======== The data

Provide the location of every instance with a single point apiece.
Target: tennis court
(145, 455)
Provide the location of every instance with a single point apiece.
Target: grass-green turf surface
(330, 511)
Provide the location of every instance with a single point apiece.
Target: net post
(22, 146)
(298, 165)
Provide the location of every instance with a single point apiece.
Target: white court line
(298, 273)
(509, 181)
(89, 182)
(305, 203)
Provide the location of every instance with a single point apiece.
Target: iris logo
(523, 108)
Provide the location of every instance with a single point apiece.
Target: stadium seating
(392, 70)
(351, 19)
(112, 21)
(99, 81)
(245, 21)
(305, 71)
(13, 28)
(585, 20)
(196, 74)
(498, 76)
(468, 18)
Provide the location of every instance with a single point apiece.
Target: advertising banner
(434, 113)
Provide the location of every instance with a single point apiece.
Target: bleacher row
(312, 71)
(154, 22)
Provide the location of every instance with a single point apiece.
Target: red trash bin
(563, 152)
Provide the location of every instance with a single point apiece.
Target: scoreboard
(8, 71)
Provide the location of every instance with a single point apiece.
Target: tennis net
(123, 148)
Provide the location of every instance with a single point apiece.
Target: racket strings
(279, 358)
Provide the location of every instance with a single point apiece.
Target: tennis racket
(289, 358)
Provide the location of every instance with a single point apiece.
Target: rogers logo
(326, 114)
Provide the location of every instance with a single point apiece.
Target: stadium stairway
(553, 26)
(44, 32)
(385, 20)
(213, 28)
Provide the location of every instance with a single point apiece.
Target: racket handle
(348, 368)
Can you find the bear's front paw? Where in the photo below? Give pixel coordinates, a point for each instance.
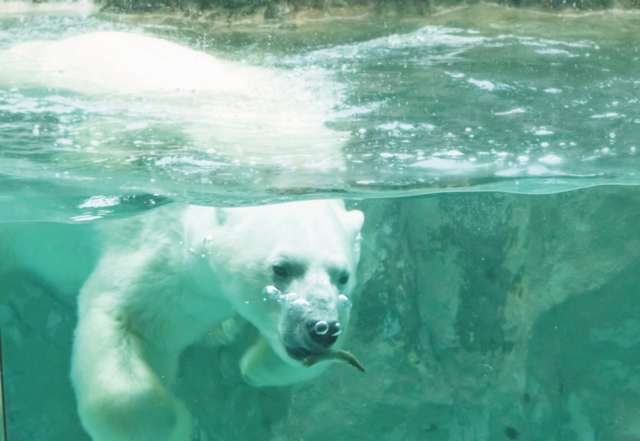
(141, 416)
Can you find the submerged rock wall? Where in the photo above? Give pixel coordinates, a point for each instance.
(479, 316)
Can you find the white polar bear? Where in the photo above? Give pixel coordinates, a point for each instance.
(164, 278)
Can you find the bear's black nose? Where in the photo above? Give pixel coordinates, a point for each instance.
(324, 333)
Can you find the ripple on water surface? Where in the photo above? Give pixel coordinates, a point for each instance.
(524, 102)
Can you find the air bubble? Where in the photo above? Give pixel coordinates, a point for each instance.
(322, 327)
(271, 291)
(344, 301)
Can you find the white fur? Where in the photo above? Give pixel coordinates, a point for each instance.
(258, 116)
(166, 277)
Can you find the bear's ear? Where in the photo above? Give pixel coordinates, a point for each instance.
(352, 221)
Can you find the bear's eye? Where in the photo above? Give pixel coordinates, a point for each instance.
(280, 271)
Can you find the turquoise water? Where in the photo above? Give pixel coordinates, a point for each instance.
(508, 310)
(466, 100)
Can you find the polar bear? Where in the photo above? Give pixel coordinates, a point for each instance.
(165, 277)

================

▶ _What you should do_:
When you output the entries, keep each line exactly as it is and leave out any pictures.

▶ _Task output_:
Provide the location of every instance with a single point apiece.
Target: tennis court
(145, 455)
Provide the location of every instance with a single point apiece.
Target: grass-green turf surface
(330, 511)
Provide the location of every instance with a single point apiece.
Target: net post
(22, 146)
(298, 165)
Provide the location of every instance with a single point apiece.
Target: white court line
(298, 273)
(509, 181)
(89, 182)
(305, 203)
Provide the location of every instance with a single point apiece.
Target: iris logo
(523, 108)
Provide the location of every instance with a single point apiece.
Target: stadium seating
(392, 70)
(351, 19)
(112, 21)
(99, 81)
(245, 21)
(305, 71)
(13, 28)
(585, 20)
(196, 74)
(498, 76)
(468, 18)
Provide the location of every instance with a single point apiece.
Target: advertising banner
(434, 113)
Provide the location of every instance with a single point apiece.
Target: bleacher row
(312, 71)
(154, 22)
Provide the location of every instance with a single point apiece.
Target: red trash bin
(563, 152)
Provide the location of every instance with a single point apiece.
Target: scoreboard
(8, 71)
Provide the location of every instance with a single point apiece.
Target: tennis net
(123, 148)
Provide the location of every instance with a single point apiece.
Target: racket strings
(279, 358)
Provide the location of every instance with a single point apiece.
Target: tennis racket
(289, 358)
Provide the location of every instance with a single point apiece.
Target: rogers logo
(326, 114)
Provide the location of every instance with a single point apiece.
Target: stadium stairway
(553, 26)
(44, 32)
(385, 20)
(213, 28)
Provide the location of every instance with a single point apiece.
Target: racket handle
(348, 368)
Can you find the bear's front paw? Where in the photo below? Give pixel coordinates, a point for each instance.
(141, 416)
Can you find the submerged rock wall? Where in the photo above? Give pixel coordinates, a point for each instance.
(479, 316)
Can you find the white polar bear? Where in the photo above? Give pixel coordinates, a point for each instance.
(164, 278)
Can you find the bear's black nose? Where in the photo above? Give pixel coordinates, a point for each instance.
(324, 333)
Can you find the ripple on water surface? Where in the photo above? Give pixel coordinates, a point for each instance.
(524, 102)
Can you find the air bubble? Where in the photo above? Give pixel coordinates, a point for each instance.
(322, 327)
(271, 291)
(344, 301)
Can you find the white fur? Where in the photo above? Give pixel coordinates, a point for each instance.
(258, 116)
(166, 277)
Can you find the bear's ear? Where in the photo above? Give pixel coordinates, a point for each instance.
(352, 221)
Can you find the bear's eye? Where in the photo above? Give pixel coordinates, a point for each instance.
(280, 271)
Can you find the turquoise water? Where in the photo above? Give pixel coordinates, a point for each instance.
(508, 310)
(466, 100)
Can you find the polar bear? Where in the photo above? Give pixel coordinates, a point for each instance.
(165, 277)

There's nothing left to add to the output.